___ Text shown

Posted March 25, 2007


Took a hike into the Comanche Peak Wilderness last summer. Pretty nice place. Well, ok, REALLY nice place. And, only took me one and a half hours to get there. Basically, go up the Poudre Canyon (Colorado Hwy 14) to the Pingree Park turnoff (about halfway to Cameron Pass). Then go 8 miles up the Pingree Park gravel road to the turn off for the Crown Point forest service road. The Crown Point road leads to the Crown Point (and Browns Lake) trail head. It takes about 10 miles (or so) of driving till you arrive at the parking for the trail that goes over (or, close to) Crown Point and down into Browns Lake.

Before I go any further in the trip’s description, here is my standard comment. Please check my photo galleries here for all the larger and higher quality photos for this trip. In addition, you can view a topo map of the Crown Point TH here and a topo map of Browns Lake itself here. A Google Earth map can be found here (you may need to adjust the scale bar on the left side of the Google map). All links open a new browser window.


You’ll see the “available light” changes in the photos. When I started hiking on the trail it was sunny with a very few scattered clouds. The clouds kept increasing so that 2 hours later (on the trail), it was mostly cloudy and there were scattered thunderstorms. By the time I got back to my truck it was raining (and I was in rain all the way back down Poudre Canyon). That said, the mixture of clouds and sunshine made for some very interesting and beautiful high mountain scenary. So, I took lots of photos : )

Let’s have a quick lesson in photography gear before I start talking about the actual hike. On the way up the forest service road I had the fortunate “opportunity” to take some pictures of wild turkeys. Two turkey hens and a dozen poults (or, for normal people, baby turkeys : ) crossed the road in front of me. I grabbed my trusty camera and attempted to catch up to the turkeys as they walked (rather quickly) up the mountainside. I soon discovered that they could walk up the mountain faster than I could and so I made the photo shoot as best as I could. Long story short, my camera is NOT made for focusing accurately through trees and brush. Here is the best I could do.


O well, just an excuse to get a “better” camera some day : ) For some interesting reading on wild turkeys, see Wikipedia’s entry here. Such as, there is some evidence that our current domestic turkey may have originally been domesticated by the Mayans.

______

Prompt A =>
Please edit the hike account, starting with "Let’s have a" and going on through "I could do.", so that "camera" is replaced by "phone".
Prompt B =>
Summarize the hike account in two sentences.

___ Data entries

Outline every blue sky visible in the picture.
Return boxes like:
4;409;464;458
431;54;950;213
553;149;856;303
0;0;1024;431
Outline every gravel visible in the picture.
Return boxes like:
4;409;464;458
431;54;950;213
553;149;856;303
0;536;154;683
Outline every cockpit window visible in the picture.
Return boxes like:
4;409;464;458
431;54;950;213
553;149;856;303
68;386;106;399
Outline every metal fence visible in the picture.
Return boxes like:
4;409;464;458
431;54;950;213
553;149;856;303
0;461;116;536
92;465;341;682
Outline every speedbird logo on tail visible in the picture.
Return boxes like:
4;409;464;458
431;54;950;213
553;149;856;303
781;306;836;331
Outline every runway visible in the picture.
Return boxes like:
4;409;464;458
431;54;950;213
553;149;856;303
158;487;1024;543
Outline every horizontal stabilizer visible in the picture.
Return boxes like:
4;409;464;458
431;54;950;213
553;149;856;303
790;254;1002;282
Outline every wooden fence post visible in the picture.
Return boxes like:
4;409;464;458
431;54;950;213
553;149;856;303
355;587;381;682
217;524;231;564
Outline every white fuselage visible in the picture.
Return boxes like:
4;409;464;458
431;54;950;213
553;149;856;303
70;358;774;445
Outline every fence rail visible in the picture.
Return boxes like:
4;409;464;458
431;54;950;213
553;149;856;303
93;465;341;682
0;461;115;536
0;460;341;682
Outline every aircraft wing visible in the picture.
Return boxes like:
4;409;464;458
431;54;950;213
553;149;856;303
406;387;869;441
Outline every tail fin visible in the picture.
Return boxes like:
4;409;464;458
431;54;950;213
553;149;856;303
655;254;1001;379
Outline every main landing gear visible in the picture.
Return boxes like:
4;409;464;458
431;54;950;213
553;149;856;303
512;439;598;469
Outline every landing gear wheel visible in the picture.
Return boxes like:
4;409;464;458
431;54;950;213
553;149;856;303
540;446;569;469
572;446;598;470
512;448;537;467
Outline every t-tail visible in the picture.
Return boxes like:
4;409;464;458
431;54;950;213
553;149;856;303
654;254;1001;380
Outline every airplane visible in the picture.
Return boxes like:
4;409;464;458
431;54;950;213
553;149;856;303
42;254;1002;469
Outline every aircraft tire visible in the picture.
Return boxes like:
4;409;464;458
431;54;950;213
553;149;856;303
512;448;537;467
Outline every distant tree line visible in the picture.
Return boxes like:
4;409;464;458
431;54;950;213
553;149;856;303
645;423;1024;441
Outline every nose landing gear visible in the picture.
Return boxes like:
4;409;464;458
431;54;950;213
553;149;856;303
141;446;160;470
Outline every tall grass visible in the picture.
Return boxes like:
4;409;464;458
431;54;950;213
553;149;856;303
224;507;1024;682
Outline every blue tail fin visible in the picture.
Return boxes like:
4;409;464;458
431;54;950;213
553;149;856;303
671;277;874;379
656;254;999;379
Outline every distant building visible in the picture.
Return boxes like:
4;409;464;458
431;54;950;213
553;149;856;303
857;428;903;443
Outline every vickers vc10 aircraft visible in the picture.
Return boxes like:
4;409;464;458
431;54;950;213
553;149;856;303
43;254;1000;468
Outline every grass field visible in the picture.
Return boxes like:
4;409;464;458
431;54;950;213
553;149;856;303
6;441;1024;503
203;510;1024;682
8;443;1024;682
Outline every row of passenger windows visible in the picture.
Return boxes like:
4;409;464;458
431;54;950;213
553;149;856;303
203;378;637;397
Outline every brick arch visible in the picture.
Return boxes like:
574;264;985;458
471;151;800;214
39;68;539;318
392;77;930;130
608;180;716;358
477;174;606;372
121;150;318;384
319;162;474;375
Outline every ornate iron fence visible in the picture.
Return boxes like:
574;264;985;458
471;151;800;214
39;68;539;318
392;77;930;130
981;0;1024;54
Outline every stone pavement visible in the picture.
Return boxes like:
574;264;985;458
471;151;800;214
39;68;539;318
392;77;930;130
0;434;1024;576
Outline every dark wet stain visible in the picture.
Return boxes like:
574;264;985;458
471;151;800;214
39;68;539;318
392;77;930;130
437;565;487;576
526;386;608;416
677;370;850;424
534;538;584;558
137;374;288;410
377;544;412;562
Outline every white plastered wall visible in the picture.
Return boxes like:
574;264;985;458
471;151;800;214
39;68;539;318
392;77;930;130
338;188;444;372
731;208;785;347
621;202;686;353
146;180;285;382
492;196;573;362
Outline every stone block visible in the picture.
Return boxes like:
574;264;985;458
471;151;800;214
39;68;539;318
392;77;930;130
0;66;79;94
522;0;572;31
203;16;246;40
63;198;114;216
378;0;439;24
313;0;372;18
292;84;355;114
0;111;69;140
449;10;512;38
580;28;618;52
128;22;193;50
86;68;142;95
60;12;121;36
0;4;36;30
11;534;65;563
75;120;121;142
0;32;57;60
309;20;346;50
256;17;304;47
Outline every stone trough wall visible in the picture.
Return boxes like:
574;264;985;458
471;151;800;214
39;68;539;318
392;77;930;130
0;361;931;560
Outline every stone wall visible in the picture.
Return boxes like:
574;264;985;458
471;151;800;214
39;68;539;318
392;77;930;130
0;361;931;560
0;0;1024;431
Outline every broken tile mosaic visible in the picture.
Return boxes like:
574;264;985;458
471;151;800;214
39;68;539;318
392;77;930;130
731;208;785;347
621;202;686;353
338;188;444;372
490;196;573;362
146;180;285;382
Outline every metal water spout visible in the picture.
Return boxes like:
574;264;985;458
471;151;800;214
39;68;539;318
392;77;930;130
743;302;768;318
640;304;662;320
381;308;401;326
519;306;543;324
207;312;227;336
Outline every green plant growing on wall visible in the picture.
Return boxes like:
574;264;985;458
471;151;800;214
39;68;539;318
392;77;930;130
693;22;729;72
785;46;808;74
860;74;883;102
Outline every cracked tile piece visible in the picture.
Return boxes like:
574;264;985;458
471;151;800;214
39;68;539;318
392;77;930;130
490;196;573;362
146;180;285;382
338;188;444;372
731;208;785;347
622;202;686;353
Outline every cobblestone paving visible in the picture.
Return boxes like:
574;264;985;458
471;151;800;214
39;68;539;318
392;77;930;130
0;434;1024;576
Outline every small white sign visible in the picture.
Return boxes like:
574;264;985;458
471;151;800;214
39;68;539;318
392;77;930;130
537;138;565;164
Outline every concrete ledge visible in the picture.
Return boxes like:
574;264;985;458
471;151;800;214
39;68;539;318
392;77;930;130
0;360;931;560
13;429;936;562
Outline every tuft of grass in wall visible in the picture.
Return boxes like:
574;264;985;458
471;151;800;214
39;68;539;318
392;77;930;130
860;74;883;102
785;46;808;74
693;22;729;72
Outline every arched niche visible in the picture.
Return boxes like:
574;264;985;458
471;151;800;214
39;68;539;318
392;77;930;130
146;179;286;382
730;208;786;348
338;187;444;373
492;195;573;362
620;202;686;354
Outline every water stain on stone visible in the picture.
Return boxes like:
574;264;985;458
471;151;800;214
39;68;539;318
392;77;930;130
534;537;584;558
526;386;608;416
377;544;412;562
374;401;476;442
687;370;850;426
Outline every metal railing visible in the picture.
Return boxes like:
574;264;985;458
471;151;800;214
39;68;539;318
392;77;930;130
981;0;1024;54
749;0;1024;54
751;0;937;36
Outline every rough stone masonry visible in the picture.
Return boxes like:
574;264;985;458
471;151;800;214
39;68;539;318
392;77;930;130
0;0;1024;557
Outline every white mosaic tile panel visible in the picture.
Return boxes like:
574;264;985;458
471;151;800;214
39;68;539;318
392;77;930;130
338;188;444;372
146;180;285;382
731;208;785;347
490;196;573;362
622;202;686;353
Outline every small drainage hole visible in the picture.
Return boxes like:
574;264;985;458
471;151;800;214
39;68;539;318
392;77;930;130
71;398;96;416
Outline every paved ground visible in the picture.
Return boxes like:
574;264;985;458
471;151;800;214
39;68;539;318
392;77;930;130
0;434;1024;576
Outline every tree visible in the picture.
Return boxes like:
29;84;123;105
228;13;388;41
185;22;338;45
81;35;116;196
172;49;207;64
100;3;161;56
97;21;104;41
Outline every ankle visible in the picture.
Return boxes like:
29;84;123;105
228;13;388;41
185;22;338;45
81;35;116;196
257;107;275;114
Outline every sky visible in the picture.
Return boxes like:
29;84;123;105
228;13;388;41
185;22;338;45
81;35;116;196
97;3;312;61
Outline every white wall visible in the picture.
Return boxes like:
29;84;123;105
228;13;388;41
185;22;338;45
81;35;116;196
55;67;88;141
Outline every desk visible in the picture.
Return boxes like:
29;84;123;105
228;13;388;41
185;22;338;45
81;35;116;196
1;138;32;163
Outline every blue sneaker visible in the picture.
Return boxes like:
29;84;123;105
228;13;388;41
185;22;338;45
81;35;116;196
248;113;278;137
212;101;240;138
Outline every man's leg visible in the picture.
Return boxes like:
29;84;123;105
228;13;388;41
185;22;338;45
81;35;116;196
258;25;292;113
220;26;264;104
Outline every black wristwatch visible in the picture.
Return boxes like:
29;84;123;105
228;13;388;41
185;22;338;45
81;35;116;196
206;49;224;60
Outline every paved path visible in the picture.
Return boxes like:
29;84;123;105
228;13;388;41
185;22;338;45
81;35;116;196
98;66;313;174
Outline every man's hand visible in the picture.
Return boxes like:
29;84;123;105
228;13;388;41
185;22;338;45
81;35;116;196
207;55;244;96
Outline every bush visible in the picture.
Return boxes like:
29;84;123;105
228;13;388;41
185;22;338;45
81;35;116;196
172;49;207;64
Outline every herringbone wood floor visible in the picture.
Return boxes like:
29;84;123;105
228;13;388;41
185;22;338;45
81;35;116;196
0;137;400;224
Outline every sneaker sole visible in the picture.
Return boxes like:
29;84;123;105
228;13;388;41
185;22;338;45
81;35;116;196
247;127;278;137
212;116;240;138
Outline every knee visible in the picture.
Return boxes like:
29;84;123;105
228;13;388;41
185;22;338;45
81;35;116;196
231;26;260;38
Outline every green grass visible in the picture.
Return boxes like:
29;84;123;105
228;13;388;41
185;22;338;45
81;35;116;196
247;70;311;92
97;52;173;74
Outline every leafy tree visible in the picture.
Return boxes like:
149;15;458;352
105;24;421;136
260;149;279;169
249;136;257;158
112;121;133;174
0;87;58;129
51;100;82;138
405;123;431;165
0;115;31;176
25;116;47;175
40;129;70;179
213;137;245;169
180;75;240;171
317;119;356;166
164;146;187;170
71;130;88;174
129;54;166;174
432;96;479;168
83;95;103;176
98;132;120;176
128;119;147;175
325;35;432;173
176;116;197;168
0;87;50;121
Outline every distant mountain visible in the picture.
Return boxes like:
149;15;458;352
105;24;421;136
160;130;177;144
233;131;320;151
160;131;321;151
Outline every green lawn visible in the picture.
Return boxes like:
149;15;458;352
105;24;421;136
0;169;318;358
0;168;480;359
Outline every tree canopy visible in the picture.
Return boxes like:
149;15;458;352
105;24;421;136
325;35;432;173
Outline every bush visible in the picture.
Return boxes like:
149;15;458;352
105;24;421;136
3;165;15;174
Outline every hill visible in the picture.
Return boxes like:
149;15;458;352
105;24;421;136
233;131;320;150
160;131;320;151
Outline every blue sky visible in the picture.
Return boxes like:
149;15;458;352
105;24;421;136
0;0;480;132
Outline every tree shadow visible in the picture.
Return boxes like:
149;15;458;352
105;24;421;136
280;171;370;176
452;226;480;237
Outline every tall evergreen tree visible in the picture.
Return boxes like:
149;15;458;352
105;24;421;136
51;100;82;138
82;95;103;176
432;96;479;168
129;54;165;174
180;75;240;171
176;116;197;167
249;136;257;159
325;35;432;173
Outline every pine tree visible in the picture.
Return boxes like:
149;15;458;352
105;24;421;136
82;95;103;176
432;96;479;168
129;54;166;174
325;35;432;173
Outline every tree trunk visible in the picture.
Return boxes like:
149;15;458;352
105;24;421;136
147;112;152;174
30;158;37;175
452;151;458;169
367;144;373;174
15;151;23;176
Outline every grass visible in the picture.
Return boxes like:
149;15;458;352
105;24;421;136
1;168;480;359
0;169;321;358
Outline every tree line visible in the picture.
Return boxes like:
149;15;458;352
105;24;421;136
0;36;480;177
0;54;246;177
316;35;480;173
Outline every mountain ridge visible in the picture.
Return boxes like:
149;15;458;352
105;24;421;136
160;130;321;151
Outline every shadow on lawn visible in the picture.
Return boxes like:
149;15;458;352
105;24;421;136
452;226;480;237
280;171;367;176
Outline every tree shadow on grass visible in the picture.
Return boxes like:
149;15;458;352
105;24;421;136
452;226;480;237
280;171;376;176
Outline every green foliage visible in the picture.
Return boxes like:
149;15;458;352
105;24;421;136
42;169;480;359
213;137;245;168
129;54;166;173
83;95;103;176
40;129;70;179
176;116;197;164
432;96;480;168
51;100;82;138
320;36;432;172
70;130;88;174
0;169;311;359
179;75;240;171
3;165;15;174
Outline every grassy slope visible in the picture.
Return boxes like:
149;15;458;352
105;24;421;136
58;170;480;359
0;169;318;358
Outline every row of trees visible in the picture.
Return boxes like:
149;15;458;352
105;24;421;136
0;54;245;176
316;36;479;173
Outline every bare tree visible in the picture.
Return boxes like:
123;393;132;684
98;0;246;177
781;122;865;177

______

Task result A =>
Let’s have a quick lesson in photography gear before I start talking about the actual hike. On the way up the forest service road I had the fortunate “opportunity” to take some pictures of wild turkeys. Two turkey hens and a dozen poults (or, for normal people, baby turkeys : ) crossed the road in front of me. I grabbed my trusty phone and attempted to catch up to the turkeys as they walked (rather quickly) up the mountainside. I soon discovered that they could walk up the mountain faster than I could and so I made the photo shoot as best as I could. Long story short, my phone is NOT made for focusing accurately through trees and brush. Here is the best I could do.

Task result B =>
The writer drove about one and a half hours up the Poudre Canyon and along gravel forest service roads to the Crown Point trailhead in the Comanche Peak Wilderness, where a hike that began in sunshine turned cloudy, with scattered thunderstorms and then rain. On the drive up, the writer tried to photograph two turkey hens and a dozen poults but found the camera could not focus accurately through trees and brush.